Data for the task: Begin
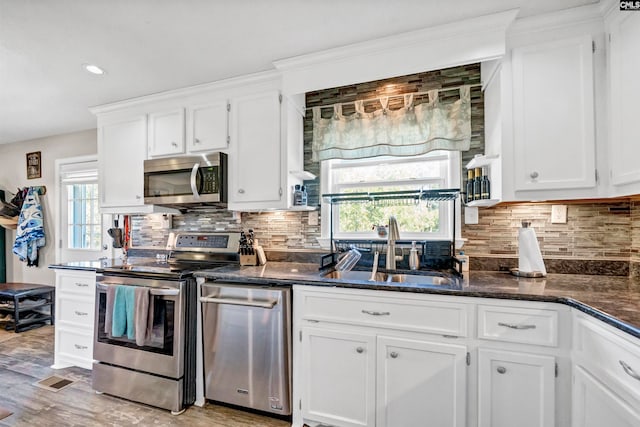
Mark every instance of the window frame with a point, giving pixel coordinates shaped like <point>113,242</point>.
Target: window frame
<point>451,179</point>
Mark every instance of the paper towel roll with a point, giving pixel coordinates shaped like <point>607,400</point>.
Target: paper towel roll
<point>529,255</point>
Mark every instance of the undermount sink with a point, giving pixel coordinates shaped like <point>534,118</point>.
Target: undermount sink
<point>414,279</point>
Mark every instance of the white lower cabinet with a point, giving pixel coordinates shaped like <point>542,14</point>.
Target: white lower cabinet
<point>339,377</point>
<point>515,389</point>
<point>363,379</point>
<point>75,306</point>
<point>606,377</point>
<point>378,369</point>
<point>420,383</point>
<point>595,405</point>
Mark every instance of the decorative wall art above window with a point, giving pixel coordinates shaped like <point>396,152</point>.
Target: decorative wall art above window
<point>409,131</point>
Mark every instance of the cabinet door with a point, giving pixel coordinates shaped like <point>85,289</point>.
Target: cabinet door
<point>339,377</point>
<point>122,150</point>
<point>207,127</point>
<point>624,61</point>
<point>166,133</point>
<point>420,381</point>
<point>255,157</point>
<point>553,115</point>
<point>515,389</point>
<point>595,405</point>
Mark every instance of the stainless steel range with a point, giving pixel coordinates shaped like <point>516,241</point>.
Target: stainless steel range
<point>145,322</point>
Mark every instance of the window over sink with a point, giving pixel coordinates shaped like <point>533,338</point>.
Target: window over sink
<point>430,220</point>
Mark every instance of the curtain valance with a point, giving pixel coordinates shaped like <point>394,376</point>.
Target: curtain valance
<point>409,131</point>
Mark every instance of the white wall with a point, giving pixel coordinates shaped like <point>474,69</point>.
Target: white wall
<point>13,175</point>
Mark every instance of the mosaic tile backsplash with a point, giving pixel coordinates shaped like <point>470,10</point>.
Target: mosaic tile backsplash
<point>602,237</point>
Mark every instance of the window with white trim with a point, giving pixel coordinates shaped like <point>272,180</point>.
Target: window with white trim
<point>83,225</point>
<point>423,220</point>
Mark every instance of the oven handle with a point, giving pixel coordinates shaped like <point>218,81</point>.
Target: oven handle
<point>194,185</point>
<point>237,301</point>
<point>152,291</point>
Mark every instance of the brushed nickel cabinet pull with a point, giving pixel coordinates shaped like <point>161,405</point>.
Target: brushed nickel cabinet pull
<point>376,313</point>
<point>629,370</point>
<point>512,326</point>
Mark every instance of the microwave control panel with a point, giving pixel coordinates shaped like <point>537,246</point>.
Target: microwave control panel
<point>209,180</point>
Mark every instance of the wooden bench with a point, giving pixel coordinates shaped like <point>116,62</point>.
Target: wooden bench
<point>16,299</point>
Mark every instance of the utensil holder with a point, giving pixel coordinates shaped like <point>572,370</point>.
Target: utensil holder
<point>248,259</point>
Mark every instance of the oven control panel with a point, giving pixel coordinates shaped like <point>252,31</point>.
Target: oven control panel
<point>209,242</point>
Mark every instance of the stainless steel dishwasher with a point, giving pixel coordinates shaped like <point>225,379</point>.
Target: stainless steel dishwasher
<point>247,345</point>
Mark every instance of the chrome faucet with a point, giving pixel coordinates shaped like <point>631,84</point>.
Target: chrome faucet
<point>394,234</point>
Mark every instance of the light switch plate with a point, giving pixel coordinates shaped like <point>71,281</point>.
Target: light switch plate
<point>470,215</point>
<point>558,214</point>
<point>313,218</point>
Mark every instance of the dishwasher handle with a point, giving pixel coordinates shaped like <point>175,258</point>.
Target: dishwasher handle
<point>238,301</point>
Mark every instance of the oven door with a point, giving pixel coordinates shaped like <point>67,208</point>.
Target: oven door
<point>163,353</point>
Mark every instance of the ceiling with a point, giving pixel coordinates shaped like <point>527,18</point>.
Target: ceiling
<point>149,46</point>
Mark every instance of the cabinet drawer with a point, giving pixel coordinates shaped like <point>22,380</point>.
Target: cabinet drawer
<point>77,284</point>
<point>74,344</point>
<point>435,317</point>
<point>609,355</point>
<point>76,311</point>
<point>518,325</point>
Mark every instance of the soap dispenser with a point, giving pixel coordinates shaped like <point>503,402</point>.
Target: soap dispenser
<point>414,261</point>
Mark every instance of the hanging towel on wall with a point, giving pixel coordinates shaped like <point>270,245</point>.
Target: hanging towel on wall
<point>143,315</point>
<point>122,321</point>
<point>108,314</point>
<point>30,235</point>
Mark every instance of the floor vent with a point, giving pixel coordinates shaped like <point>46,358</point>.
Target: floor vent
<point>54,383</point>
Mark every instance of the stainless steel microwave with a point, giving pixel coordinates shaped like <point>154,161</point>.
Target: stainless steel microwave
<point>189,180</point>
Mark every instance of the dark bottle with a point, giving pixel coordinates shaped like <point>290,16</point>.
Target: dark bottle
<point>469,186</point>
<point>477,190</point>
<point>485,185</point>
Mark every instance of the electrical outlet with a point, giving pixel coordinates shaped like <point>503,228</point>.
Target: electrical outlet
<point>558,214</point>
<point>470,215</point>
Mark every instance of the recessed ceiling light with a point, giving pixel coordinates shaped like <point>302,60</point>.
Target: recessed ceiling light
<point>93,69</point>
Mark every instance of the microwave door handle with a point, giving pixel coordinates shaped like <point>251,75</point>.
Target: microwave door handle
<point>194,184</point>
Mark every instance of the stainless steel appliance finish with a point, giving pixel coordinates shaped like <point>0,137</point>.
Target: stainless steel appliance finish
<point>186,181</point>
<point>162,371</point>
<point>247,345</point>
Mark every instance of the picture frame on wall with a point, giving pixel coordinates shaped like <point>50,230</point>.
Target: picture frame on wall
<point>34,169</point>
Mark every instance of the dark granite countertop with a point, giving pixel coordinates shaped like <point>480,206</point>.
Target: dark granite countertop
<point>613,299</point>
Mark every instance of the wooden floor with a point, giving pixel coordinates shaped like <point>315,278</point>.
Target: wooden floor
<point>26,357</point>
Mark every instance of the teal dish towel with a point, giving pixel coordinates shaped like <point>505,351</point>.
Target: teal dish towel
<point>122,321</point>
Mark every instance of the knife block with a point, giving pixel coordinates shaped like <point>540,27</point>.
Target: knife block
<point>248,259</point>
Data for the task: End
- **Task directions**: An exact copy of the lines from the one with "Target: wooden floor" to the final line of the entries is all that the answer should hold.

- **Answer for the task**:
Target: wooden floor
<point>26,357</point>
Mark every instance of the teal dish towel with a point, giving pixel coordinates shaped like <point>505,351</point>.
Target: teal dish towel
<point>122,321</point>
Mark every instance of the knife block with a point, giving pixel coordinates shaped like <point>540,27</point>.
Target: knife block
<point>248,259</point>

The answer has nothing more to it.